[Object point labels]
* Begin *

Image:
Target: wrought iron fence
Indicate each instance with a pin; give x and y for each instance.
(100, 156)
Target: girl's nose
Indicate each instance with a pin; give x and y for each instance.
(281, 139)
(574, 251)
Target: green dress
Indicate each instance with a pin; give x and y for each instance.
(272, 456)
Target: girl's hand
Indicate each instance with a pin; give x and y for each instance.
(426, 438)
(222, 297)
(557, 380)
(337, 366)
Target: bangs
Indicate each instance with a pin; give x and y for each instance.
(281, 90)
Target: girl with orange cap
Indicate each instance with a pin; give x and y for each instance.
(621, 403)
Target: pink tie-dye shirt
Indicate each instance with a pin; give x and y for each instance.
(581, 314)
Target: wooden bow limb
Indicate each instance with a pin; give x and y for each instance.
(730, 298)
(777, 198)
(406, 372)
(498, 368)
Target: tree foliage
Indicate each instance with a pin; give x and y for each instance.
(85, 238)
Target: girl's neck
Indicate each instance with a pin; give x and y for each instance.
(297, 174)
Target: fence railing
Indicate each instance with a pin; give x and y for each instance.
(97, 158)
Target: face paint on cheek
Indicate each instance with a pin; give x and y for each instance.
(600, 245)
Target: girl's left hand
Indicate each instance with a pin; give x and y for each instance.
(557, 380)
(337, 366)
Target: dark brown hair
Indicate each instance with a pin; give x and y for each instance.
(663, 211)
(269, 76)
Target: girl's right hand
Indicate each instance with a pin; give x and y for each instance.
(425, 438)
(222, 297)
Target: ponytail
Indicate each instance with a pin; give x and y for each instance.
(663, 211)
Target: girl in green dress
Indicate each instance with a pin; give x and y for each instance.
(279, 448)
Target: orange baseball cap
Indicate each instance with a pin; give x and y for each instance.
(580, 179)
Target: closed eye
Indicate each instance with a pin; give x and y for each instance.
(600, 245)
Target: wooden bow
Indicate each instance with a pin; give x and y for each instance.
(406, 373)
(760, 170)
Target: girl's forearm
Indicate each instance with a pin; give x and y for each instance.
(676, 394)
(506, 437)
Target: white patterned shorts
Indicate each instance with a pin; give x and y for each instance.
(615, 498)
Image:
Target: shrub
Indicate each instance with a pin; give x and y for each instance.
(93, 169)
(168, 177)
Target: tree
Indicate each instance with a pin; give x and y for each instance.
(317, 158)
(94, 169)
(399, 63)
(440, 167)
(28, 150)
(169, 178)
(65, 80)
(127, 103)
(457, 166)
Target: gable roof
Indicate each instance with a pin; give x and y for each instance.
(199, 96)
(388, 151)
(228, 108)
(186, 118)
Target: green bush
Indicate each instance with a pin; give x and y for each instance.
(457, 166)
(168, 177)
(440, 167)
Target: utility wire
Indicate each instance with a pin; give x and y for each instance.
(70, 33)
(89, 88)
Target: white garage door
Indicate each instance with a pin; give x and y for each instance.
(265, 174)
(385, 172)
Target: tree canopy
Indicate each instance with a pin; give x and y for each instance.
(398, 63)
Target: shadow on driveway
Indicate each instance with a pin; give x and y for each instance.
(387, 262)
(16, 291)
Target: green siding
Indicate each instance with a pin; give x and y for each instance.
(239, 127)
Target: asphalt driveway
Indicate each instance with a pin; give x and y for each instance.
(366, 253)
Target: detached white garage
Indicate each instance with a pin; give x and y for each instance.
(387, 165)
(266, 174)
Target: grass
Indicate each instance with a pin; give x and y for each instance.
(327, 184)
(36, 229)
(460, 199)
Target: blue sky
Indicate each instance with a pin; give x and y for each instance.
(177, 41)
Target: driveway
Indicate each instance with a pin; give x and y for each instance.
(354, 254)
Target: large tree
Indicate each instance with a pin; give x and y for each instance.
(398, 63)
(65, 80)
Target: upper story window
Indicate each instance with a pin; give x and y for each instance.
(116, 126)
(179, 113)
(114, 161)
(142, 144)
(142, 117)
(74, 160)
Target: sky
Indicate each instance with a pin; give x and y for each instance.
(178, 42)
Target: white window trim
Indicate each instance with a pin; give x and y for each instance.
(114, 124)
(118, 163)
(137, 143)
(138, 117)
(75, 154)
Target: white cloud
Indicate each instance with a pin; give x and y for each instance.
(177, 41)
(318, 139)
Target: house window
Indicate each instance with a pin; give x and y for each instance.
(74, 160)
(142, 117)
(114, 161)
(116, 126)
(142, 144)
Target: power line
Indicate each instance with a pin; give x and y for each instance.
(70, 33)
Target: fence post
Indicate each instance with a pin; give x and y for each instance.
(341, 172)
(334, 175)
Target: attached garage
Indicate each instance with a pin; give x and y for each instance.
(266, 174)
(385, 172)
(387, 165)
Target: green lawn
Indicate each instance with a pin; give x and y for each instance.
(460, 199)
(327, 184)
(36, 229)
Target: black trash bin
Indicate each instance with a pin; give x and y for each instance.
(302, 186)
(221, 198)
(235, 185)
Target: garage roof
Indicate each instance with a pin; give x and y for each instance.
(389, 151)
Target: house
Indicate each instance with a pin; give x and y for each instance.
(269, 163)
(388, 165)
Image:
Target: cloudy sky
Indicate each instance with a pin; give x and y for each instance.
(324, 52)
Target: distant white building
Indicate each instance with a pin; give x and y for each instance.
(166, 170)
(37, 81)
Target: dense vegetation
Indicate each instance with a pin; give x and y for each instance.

* End *

> [EXERCISE INSTRUCTIONS]
Render the listing as a Markdown table with the columns Row and Line, starting with the line containing "Target: distant white building" and going on through the end of the listing. Number each row and leave out blank lines.

> [EXERCISE RESPONSE]
| Row | Line |
|---|---|
| 1 | Target: distant white building |
| 2 | Indicate each instance with a pin; give x and y for each instance. |
| 3 | (166, 170) |
| 4 | (37, 81) |
| 5 | Target: dense vegetation |
| 6 | Indicate each instance with a pin; give x and y for each instance. |